SOURCE TEXT section start
Given an array $A$ and an index $i$, prove there always exists a subarray whose sum $\pmod {i} = 0$.

Question

Given is an array $A$ of positive integers with size $n$ and an array index $i$ (indexing starts at $1$). Prove using mathematical induction over $n$ that there always exists a contiguous subarray $S$ in $A$ such that the (sum of the elements of $S$) $\pmod {i} = 0.$

I get stuck halfway through the inductive step. Here is my work:

Let $p(n)$ denote the statement we're proving.

Base case: For $n = 1$ the statement holds (every positive integer mod $1 = 0$), so the subarray $S$ is the array $A$ itself.

Induction assumption: Suppose $p(n)$ is true.

Inductive step: For an array of size $n+1$ we consider the following two cases:

Case (1): $i \in \{1, 2, ..., n\}$. It follows directly from the inductive assumption that $p(n+1)$ is true (since $i \neq n+1$).

Case (2): $i = n+1$ (...).

This is where I get stuck, how would you argue that $S$ exists here?

Answer 1

All you have left is case $(2)$. This case cannot (as far as I can tell) be solved inductively, but it can be solved with the pigeonhole principle. I will give you a hint as to how this can be done.

The sum of a contiguous sub-array can be written as the difference of two prefix sums, e.g, $$ a_3+a_4+a_5=(a_1+a_2+a_3+a_4+a_5)-(a_1+a_2) $$ Furthermore, the contiguous sum is equivalent $\pmod {n+1}$ to zero if and only if the two prefix sums are equivalent to each other $\pmod {n+1}$. So you just need to show there exist two equal prefix sums. The pigeonhole principle naturally applies to showing there exist two equal things...
SOURCE TEXT section end
WORK INSTRUCTION A: Decide whether each statement agrees with the subarray-sum thread, answering yes or no and quoting the deciding words from it: (i) The array $A$ consists of positive integers. (ii) Answer 1 holds that case (2) can be solved inductively. (iii) Array indexing in the problem starts at $0$.
WORK INSTRUCTION B: According to Answer 1 in the subarray-sum thread, how can the sum of a contiguous sub-array be written?
DATASET ENTRIES section start
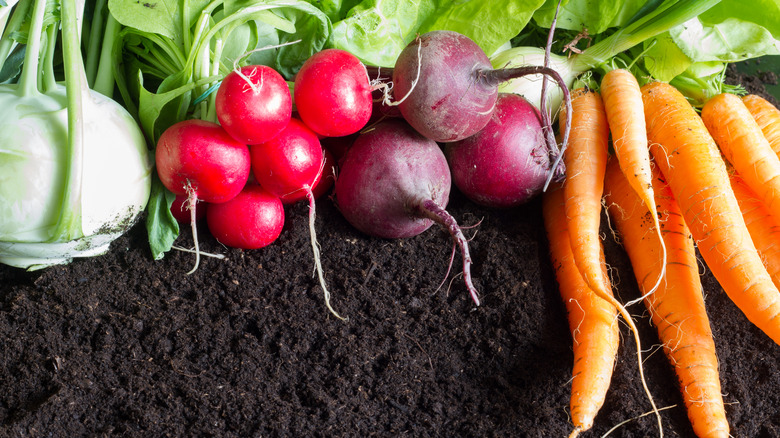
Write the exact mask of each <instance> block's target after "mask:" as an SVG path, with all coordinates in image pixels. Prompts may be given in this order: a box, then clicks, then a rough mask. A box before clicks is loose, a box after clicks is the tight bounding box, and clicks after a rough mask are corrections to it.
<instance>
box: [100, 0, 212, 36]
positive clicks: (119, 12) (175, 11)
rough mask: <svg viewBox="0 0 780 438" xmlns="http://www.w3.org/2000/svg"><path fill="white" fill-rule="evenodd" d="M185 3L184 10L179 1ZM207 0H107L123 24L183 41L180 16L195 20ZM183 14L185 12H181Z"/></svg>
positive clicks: (192, 19)
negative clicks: (186, 1) (182, 8)
mask: <svg viewBox="0 0 780 438" xmlns="http://www.w3.org/2000/svg"><path fill="white" fill-rule="evenodd" d="M183 4H186V5H187V6H186V11H182V5H183ZM208 4H209V0H188V1H187V2H182V1H179V0H144V1H138V0H108V7H109V10H110V11H111V14H112V15H113V16H114V18H116V20H117V21H119V22H120V23H122V24H123V25H125V26H129V27H133V28H135V29H138V30H140V31H143V32H147V33H152V34H158V35H162V36H165V37H168V38H170V39H171V40H173V41H176V42H177V43H178V42H181V41H184V34H183V32H184V29H183V26H182V23H183V21H182V20H183V19H184V18H186V19H187V22H188V23H192V22H194V21H195V20H196V19H197V17H198V15H199V14H200V11H201V10H202V9H203V8H204V7H206V5H208ZM184 14H186V15H184Z"/></svg>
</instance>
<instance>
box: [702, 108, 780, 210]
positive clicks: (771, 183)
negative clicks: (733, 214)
mask: <svg viewBox="0 0 780 438" xmlns="http://www.w3.org/2000/svg"><path fill="white" fill-rule="evenodd" d="M701 118H702V120H703V121H704V125H705V126H706V127H707V130H708V131H709V132H710V134H711V135H712V138H713V139H714V140H715V143H716V144H717V145H718V147H720V150H721V152H723V156H724V157H726V160H728V161H729V163H731V165H732V166H734V170H736V172H737V173H738V174H739V175H740V176H741V177H742V179H743V180H744V181H745V183H746V184H747V185H748V187H750V188H751V189H753V191H754V192H755V193H756V195H758V197H759V199H761V200H762V201H763V202H764V204H765V205H766V206H767V208H768V209H769V211H770V212H771V213H772V214H773V215H774V216H775V217H777V218H780V158H778V156H777V154H775V152H774V151H773V150H772V147H771V146H770V145H769V142H768V141H767V140H766V137H764V134H763V132H761V128H760V127H759V126H758V123H756V120H755V119H754V118H753V116H752V115H751V114H750V111H748V109H747V107H745V104H743V103H742V100H741V99H740V98H739V97H737V96H735V95H733V94H728V93H722V94H719V95H717V96H715V97H713V98H711V99H710V100H708V101H707V103H705V104H704V107H703V108H702V110H701Z"/></svg>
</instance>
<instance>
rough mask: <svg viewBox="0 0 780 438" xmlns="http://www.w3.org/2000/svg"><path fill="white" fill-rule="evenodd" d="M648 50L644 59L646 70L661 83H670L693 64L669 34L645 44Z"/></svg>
mask: <svg viewBox="0 0 780 438" xmlns="http://www.w3.org/2000/svg"><path fill="white" fill-rule="evenodd" d="M645 46H646V47H647V50H646V51H645V53H644V55H643V57H642V59H643V61H644V66H645V69H647V71H648V72H649V73H650V75H651V76H653V77H654V78H656V79H658V80H659V81H663V82H669V81H671V80H672V79H673V78H674V77H675V76H677V75H679V74H681V73H682V72H684V71H685V70H687V69H688V67H689V66H690V65H691V64H692V61H691V59H690V58H689V57H688V56H687V55H686V54H685V53H683V51H682V50H680V47H678V46H677V44H675V43H674V40H673V39H672V36H671V35H669V32H665V33H664V34H662V35H659V36H658V37H657V38H656V39H655V40H653V41H652V42H648V43H645Z"/></svg>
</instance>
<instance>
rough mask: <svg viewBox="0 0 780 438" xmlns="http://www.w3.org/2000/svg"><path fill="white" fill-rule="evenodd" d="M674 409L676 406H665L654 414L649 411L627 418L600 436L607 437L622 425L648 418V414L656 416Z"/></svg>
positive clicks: (620, 426) (659, 408)
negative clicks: (671, 409) (661, 412)
mask: <svg viewBox="0 0 780 438" xmlns="http://www.w3.org/2000/svg"><path fill="white" fill-rule="evenodd" d="M675 407H677V405H671V406H666V407H664V408H659V409H656V410H655V412H654V411H649V412H645V413H644V414H641V415H638V416H636V417H634V418H629V419H627V420H623V421H621V422H620V423H618V424H616V425H615V426H613V427H612V428H611V429H609V430H608V431H607V433H605V434H604V435H602V436H601V438H605V437H606V436H607V435H609V434H611V433H612V432H614V431H616V430H617V429H619V428H621V427H623V426H624V425H626V424H627V423H629V422H631V421H634V420H638V419H640V418H642V417H646V416H648V415H650V414H653V413H656V414H657V413H658V412H660V411H665V410H667V409H672V408H675Z"/></svg>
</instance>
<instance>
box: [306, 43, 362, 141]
mask: <svg viewBox="0 0 780 438" xmlns="http://www.w3.org/2000/svg"><path fill="white" fill-rule="evenodd" d="M293 94H294V96H295V107H296V109H297V110H298V114H299V116H300V118H301V119H302V120H303V121H304V123H306V125H307V126H309V127H310V128H311V129H312V130H313V131H314V132H316V133H318V134H320V135H322V136H325V137H341V136H344V135H349V134H354V133H356V132H358V131H359V130H360V129H361V128H362V127H363V126H365V125H366V123H368V119H369V118H370V117H371V109H372V107H373V102H372V98H371V84H370V83H369V78H368V72H367V71H366V67H365V65H363V63H362V62H360V60H359V59H358V58H357V57H356V56H355V55H352V54H351V53H349V52H346V51H344V50H339V49H325V50H323V51H321V52H317V53H315V54H314V55H312V56H311V57H310V58H309V59H307V60H306V62H304V63H303V66H301V69H300V70H299V71H298V74H296V75H295V88H294V92H293Z"/></svg>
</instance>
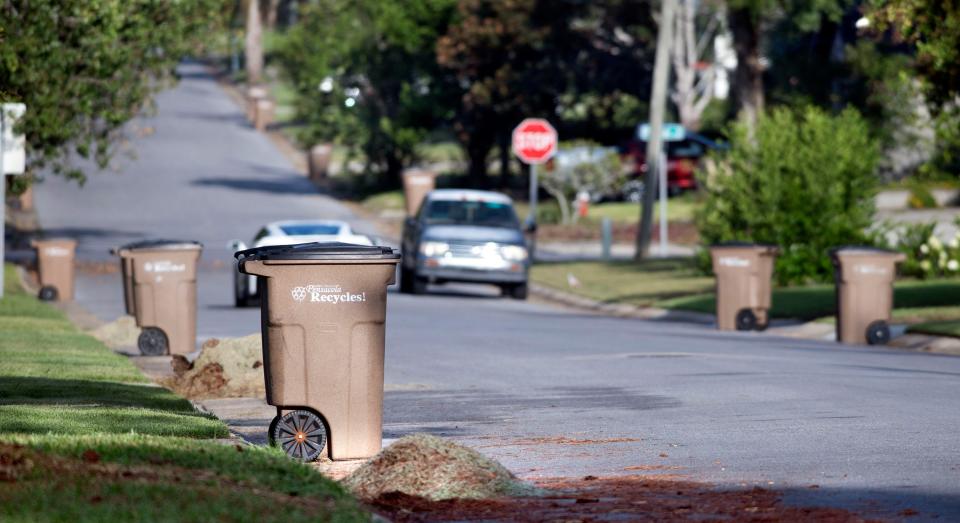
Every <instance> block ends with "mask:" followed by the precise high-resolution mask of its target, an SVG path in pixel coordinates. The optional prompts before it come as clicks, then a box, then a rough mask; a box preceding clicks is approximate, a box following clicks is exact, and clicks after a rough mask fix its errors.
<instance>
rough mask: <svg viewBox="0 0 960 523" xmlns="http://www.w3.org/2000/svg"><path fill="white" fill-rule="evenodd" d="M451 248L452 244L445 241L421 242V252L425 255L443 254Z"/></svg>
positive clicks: (420, 250)
mask: <svg viewBox="0 0 960 523" xmlns="http://www.w3.org/2000/svg"><path fill="white" fill-rule="evenodd" d="M449 250H450V245H448V244H446V243H444V242H423V243H421V244H420V254H423V255H424V256H430V257H433V256H443V255H444V254H446V253H447V251H449Z"/></svg>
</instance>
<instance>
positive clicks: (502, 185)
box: [499, 131, 510, 189]
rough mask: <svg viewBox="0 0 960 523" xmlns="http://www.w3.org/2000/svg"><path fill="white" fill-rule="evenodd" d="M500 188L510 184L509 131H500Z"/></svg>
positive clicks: (502, 187) (509, 141)
mask: <svg viewBox="0 0 960 523" xmlns="http://www.w3.org/2000/svg"><path fill="white" fill-rule="evenodd" d="M499 141H500V180H499V182H500V189H506V188H507V186H508V185H510V133H509V132H507V131H503V132H501V133H500V137H499Z"/></svg>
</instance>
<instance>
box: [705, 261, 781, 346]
mask: <svg viewBox="0 0 960 523" xmlns="http://www.w3.org/2000/svg"><path fill="white" fill-rule="evenodd" d="M778 252H779V251H778V249H777V248H776V247H773V246H770V245H755V244H748V243H729V244H721V245H715V246H713V247H711V248H710V256H711V258H712V259H713V272H714V274H716V277H717V328H719V329H720V330H740V331H748V330H763V329H766V328H767V325H768V324H769V322H770V318H769V310H770V301H771V299H770V294H771V288H770V279H771V277H772V276H773V264H774V261H776V256H777V253H778Z"/></svg>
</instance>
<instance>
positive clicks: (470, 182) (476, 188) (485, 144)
mask: <svg viewBox="0 0 960 523" xmlns="http://www.w3.org/2000/svg"><path fill="white" fill-rule="evenodd" d="M491 147H493V140H492V139H490V138H485V137H481V136H478V135H476V134H474V135H473V136H471V137H470V143H468V144H467V158H468V160H469V162H470V166H469V168H468V170H467V183H468V184H469V185H470V187H473V188H475V189H481V188H483V187H485V186H486V183H487V155H488V154H489V153H490V148H491Z"/></svg>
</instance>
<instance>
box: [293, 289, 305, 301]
mask: <svg viewBox="0 0 960 523" xmlns="http://www.w3.org/2000/svg"><path fill="white" fill-rule="evenodd" d="M290 294H292V295H293V299H294V300H297V301H298V302H302V301H303V300H304V299H305V298H306V297H307V289H304V288H303V287H294V288H293V290H292V291H290Z"/></svg>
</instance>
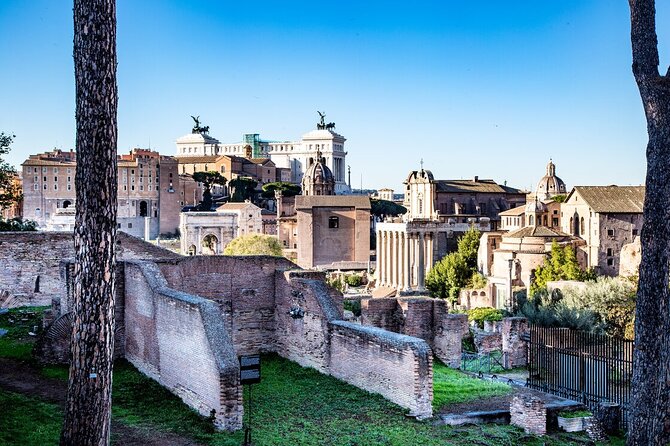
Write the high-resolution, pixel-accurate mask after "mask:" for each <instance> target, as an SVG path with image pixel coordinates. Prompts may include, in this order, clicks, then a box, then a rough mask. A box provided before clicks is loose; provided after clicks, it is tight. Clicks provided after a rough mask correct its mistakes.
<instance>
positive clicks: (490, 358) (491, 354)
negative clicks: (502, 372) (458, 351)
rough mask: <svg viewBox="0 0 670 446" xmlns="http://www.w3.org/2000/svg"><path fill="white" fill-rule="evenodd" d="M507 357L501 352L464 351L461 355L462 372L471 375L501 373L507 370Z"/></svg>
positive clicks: (461, 366)
mask: <svg viewBox="0 0 670 446" xmlns="http://www.w3.org/2000/svg"><path fill="white" fill-rule="evenodd" d="M504 358H505V356H504V354H503V352H501V351H500V350H494V351H492V352H489V353H476V352H469V351H466V350H464V351H463V352H462V353H461V370H463V371H465V372H471V373H487V374H490V373H501V372H503V371H504V370H505V367H504V364H505V359H504Z"/></svg>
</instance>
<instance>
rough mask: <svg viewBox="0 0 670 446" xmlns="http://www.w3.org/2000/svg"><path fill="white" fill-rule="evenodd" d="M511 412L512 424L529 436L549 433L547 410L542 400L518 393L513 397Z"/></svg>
mask: <svg viewBox="0 0 670 446" xmlns="http://www.w3.org/2000/svg"><path fill="white" fill-rule="evenodd" d="M509 412H510V424H512V425H513V426H518V427H521V428H523V430H524V431H525V432H526V433H527V434H533V435H545V434H546V433H547V408H546V406H545V403H544V401H542V400H541V399H539V398H537V397H534V396H532V395H530V394H526V393H518V394H516V395H514V396H513V397H512V402H511V404H510V408H509Z"/></svg>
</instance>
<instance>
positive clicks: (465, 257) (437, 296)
mask: <svg viewBox="0 0 670 446" xmlns="http://www.w3.org/2000/svg"><path fill="white" fill-rule="evenodd" d="M479 238H480V232H479V231H478V230H477V229H475V228H471V229H470V230H468V231H467V232H466V233H465V234H463V236H462V237H461V238H460V239H459V240H458V249H457V250H456V251H454V252H451V253H449V254H447V255H446V256H444V257H443V258H442V260H440V261H439V262H437V263H436V264H435V265H434V266H433V268H432V269H431V270H430V271H429V272H428V275H427V276H426V288H427V289H428V291H429V293H430V295H431V296H432V297H437V298H440V299H451V300H455V299H456V298H458V294H459V293H460V291H461V289H462V288H465V287H466V286H467V285H468V284H469V283H470V282H471V281H472V279H473V276H474V275H476V274H477V250H478V249H479Z"/></svg>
DATASET ENTRIES section end
WRITTEN ANSWER A:
(i) Yes: "an array $A$ of positive integers with size $n$"
(ii) No: "This case cannot (as far as I can tell) be solved inductively"
(iii) No: "indexing starts at $1$"

WRITTEN ANSWER B: As the difference of two prefix sums.